▶ **TAREA REQUERIDA 1**: Reproduzca fielmente las líneas de las entradas comprendidas entre la que contiene "Target: green submarine hull" y la que contiene "column 455, row 170", ambas incluidas.

Santos Cirilo y Metodio
Hch 13, 46-49; Lc 10, 1-9
Queridos hermanos:
Hoy
celebramos la fiesta de los santos Cirilo y Metodio, evangelizadores de los
países eslavos, testigos del Evangelio y de la acción de Dios. No hay mejor
forma de hacerlos presentes que, con el Evangelio de la misión de los setenta y
dos discípulos, en el que el Señor mismo los envía como pequeños y con la
urgencia del anuncio del Reino, a llevar la Paz y a comunicar la Vida Nueva.
Si
ciertamente es importante su obra, más importante es el testimonio de su vida,
entregada al servicio del Señor en la evangelización, contribuyendo a la
propagación de la fe, haciendo de su vida un culto espiritual a Dios por la
predicación del Evangelio, verdadera liturgia de santidad. Ciertamente es una
gracia haber sido llamados a encarnar la misión del enviado del Señor, pero su
gloria es haberla aceptado, y gastando su vida siguiendo en la Regeneración del
mundo, a aquel que murió y resucitó para salvarnos. Cuanta gente malgasta su
vida en sobrevivir, sin más fruto que tratar de satisfacer su propia carne, a
riesgo de frustrarse a sí mismo en su vocación al amor.

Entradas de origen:
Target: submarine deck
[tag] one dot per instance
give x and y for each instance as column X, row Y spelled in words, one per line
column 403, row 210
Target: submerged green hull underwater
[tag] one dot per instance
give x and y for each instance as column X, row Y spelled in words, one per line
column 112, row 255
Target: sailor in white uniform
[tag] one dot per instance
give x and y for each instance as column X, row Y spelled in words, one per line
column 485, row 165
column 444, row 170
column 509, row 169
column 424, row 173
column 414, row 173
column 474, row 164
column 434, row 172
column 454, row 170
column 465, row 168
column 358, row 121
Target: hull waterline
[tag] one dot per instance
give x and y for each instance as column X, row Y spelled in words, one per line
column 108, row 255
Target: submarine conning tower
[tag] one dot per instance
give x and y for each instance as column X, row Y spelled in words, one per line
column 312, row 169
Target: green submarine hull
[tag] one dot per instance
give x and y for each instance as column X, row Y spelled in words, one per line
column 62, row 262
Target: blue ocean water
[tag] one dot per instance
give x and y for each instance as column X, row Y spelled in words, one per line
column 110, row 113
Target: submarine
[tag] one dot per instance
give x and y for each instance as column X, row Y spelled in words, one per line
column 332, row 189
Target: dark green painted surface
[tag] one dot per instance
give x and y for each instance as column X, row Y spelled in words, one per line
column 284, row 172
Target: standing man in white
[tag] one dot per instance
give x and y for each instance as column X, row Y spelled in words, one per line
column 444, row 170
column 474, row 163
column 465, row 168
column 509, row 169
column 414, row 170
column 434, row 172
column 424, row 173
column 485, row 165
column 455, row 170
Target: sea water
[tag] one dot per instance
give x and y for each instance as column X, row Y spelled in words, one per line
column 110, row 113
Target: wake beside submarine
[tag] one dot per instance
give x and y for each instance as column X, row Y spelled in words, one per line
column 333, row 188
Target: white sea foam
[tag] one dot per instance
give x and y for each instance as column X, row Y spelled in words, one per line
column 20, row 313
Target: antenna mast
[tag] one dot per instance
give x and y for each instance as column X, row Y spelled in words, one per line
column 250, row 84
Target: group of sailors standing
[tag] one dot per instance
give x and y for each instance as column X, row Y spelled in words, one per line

▶ **TAREA REQUERIDA 2**: Resuma en dos oraciones la homilía sobre los santos Cirilo y Metodio.

▶ **RESPUESTA DE TAREA 1**:
Target: green submarine hull
[tag] one dot per instance
give x and y for each instance as column X, row Y spelled in words, one per line
column 62, row 262
Target: blue ocean water
[tag] one dot per instance
give x and y for each instance as column X, row Y spelled in words, one per line
column 110, row 113
Target: submarine
[tag] one dot per instance
give x and y for each instance as column X, row Y spelled in words, one per line
column 332, row 189
Target: dark green painted surface
[tag] one dot per instance
give x and y for each instance as column X, row Y spelled in words, one per line
column 284, row 172
Target: standing man in white
[tag] one dot per instance
give x and y for each instance as column X, row Y spelled in words, one per line
column 444, row 170
column 474, row 163
column 465, row 168
column 509, row 169
column 414, row 170
column 434, row 172
column 424, row 173
column 485, row 165
column 455, row 170

▶ **RESPUESTA DE TAREA 2**: La homilía celebra la fiesta de los santos Cirilo y Metodio, evangelizadores de los países eslavos, y los hace presentes con el Evangelio de la misión de los setenta y dos discípulos. Destaca que, más que su obra, importa el testimonio de su vida entregada a la evangelización, pues su gloria fue aceptar la misión, a diferencia de tanta gente que malgasta su vida en sobrevivir.